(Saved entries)

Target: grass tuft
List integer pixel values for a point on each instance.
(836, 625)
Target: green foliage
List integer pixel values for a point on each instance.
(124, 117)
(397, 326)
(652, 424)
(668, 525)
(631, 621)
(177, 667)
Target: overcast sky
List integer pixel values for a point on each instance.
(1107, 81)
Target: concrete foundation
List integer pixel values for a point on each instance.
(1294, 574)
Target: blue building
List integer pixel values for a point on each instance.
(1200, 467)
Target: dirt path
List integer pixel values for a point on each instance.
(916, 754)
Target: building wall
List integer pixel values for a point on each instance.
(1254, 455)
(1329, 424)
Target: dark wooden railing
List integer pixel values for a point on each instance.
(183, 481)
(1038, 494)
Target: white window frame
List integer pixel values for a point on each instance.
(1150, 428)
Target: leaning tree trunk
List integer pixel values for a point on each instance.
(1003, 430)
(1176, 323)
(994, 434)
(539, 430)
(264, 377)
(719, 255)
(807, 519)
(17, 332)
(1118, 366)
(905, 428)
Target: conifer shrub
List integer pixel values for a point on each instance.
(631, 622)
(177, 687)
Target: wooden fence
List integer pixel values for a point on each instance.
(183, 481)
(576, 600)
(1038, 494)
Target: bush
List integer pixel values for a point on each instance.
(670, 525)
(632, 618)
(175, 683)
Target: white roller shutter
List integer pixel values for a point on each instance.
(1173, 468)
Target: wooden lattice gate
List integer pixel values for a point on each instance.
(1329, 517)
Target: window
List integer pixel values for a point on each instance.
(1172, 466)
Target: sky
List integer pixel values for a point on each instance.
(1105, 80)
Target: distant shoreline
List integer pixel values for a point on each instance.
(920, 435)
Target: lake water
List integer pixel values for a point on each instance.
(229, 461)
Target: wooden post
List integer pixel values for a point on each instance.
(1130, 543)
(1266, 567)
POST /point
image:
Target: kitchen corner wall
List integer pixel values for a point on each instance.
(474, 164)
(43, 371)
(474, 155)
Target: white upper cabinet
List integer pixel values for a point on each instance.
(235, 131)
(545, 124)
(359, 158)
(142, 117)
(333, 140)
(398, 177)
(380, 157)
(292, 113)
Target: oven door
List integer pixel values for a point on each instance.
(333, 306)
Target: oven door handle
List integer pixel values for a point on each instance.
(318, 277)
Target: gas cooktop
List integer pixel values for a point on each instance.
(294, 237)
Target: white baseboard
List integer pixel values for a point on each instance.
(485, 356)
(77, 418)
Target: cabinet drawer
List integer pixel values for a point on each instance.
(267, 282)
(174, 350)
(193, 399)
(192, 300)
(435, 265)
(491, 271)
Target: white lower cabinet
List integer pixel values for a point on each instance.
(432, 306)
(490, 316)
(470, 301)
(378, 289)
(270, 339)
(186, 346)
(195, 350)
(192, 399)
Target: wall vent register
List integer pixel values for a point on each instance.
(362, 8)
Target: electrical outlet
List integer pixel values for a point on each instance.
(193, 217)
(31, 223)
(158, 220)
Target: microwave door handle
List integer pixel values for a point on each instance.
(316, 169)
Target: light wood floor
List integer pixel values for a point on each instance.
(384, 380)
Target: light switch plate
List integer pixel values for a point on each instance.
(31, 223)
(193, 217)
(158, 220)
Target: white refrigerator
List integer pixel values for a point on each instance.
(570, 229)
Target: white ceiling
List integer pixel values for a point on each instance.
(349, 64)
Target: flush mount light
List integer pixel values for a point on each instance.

** Task **
Copy exactly the line containing "Target: wall vent register" and every line after it, ending with the last line of the records above.

** Answer to the problem **
Target: wall vent register
List integer pixel values for a point on each instance.
(362, 8)
Target: electrical outlet
List integer pixel values for a point on each instance.
(193, 217)
(31, 223)
(158, 220)
Target: microwave door handle
List integer pixel values for a point on each instance.
(316, 169)
Target: light wood floor
List integer pixel values for a point on each instance.
(384, 380)
Target: light switch plate
List integer pixel values for a point on each instance.
(31, 223)
(193, 217)
(158, 220)
Target: white refrigerator
List integer pixel values for a point on each instance.
(570, 229)
Target: white ceiling
List integer pixel values for a point on each instance.
(349, 64)
Target: flush mount light
List integer pixel values for a point on each instance.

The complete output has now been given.